What to do => In the entries below, find each line where the word "drawer" appears and give only the total count of such lines.
━━ Data for the task ━━
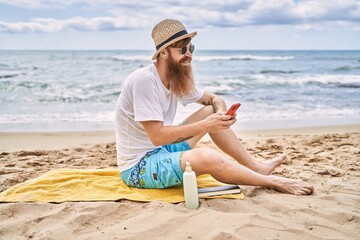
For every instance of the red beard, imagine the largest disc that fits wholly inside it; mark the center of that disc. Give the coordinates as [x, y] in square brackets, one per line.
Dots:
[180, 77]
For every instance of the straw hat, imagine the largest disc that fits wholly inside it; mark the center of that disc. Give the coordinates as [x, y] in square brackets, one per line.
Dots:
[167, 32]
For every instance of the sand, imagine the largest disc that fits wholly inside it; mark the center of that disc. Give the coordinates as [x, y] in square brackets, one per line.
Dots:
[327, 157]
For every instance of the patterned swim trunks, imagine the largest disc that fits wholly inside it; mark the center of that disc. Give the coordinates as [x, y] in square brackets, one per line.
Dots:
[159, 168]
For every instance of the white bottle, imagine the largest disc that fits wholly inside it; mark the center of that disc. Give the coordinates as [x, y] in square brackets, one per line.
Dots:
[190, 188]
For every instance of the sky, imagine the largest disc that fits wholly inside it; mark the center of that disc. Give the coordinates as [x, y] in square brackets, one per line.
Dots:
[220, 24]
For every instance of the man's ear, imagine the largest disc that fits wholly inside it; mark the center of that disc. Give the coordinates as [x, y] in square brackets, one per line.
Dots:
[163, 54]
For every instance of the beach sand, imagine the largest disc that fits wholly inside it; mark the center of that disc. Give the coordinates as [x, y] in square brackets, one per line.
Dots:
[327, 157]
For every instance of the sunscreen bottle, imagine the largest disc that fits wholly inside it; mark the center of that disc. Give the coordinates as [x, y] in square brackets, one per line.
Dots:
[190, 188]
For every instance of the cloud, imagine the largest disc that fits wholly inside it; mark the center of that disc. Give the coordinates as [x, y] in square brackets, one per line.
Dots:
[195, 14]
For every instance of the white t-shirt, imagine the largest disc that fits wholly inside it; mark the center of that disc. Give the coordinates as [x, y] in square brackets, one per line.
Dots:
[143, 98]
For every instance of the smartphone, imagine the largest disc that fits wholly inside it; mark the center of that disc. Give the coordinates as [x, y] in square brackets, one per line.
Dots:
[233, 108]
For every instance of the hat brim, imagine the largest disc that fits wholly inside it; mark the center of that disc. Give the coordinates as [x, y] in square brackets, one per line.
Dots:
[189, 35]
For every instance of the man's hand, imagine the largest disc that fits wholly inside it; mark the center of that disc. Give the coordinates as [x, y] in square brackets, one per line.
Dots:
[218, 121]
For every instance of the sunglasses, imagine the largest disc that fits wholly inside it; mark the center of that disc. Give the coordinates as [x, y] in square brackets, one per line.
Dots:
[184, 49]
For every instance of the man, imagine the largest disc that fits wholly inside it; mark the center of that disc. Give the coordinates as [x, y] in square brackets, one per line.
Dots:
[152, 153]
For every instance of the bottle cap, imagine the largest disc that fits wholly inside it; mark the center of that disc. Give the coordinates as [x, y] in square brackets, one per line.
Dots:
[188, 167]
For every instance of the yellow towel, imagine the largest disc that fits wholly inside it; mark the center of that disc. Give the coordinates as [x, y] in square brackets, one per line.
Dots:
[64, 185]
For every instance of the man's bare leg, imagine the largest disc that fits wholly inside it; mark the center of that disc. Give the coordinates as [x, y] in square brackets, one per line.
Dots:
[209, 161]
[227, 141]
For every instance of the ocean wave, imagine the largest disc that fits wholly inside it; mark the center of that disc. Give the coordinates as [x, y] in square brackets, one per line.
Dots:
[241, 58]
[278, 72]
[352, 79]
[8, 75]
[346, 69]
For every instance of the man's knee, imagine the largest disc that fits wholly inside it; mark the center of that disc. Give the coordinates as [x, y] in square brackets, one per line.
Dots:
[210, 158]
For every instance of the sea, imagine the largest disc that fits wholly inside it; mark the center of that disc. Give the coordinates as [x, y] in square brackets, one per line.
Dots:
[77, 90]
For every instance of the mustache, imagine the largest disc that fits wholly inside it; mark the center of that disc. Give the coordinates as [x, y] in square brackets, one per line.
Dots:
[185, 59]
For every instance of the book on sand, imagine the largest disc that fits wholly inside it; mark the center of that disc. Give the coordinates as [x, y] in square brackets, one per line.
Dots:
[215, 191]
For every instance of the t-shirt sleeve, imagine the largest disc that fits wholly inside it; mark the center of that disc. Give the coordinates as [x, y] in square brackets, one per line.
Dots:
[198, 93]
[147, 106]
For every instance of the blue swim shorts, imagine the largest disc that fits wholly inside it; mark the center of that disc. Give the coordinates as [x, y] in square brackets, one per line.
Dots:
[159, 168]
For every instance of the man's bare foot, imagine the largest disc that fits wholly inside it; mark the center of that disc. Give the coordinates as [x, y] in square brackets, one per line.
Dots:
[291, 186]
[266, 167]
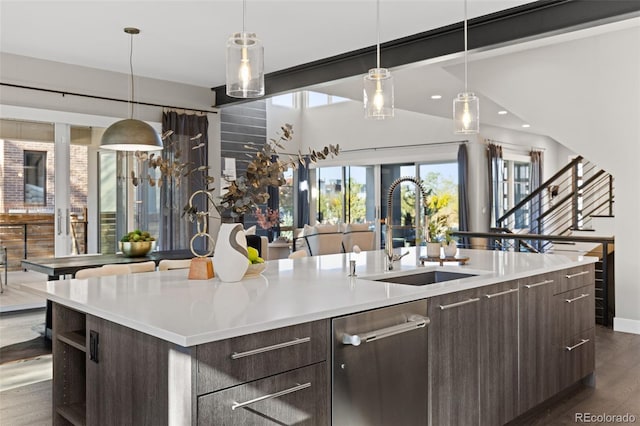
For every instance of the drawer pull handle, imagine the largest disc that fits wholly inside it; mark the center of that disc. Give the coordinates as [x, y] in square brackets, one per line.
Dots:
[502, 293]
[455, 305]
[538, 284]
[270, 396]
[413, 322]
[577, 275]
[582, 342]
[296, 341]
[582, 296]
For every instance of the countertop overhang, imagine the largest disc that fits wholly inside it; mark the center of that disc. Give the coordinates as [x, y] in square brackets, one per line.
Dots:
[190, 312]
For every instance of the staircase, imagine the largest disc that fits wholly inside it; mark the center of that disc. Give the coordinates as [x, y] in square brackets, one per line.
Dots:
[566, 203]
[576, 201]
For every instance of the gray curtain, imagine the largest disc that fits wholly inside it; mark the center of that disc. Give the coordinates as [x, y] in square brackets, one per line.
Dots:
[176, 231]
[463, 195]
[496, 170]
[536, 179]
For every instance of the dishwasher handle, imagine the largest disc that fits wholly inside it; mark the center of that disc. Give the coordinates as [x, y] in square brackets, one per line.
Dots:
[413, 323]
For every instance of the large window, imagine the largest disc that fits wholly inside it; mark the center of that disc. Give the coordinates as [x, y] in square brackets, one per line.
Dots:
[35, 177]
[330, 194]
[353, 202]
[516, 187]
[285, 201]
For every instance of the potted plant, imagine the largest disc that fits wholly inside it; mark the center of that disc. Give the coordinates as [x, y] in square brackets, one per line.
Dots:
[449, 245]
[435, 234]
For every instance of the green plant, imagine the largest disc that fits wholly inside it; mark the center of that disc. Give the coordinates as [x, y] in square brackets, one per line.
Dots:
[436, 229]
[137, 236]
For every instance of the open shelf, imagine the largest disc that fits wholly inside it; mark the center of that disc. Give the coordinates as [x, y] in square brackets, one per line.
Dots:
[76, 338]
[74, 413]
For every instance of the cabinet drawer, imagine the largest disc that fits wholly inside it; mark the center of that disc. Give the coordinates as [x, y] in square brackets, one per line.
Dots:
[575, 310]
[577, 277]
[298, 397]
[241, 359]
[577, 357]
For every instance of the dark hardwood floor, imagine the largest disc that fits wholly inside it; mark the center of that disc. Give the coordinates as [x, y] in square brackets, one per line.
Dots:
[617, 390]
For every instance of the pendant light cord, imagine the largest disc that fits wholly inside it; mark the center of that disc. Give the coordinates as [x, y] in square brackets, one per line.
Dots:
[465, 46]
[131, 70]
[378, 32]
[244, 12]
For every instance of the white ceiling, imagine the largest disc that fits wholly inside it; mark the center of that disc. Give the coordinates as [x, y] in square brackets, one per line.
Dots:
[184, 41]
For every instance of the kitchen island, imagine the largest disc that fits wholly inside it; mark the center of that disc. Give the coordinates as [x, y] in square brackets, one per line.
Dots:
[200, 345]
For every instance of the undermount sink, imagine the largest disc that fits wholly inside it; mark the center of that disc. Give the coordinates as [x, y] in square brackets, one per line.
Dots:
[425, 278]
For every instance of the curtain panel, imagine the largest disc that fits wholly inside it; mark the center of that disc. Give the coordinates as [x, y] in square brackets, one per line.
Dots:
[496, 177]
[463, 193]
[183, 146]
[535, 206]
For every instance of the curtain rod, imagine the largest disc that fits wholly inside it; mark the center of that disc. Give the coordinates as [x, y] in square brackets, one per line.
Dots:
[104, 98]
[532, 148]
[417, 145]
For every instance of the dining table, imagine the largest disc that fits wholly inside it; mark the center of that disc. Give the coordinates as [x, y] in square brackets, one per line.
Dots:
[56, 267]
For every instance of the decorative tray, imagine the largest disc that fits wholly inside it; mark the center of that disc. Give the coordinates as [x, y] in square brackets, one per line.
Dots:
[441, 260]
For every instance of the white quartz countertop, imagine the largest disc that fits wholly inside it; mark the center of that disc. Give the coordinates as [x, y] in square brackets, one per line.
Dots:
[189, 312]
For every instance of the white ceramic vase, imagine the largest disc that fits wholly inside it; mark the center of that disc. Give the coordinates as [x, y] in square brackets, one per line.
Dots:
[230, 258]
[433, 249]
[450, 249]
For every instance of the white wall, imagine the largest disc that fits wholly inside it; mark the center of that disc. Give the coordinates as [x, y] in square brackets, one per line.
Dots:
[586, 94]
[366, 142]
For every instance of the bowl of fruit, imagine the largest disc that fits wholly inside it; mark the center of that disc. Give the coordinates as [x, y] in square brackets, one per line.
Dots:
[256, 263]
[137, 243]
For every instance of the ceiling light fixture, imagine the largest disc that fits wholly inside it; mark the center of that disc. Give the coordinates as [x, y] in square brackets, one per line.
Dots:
━━━
Solution for this task => 2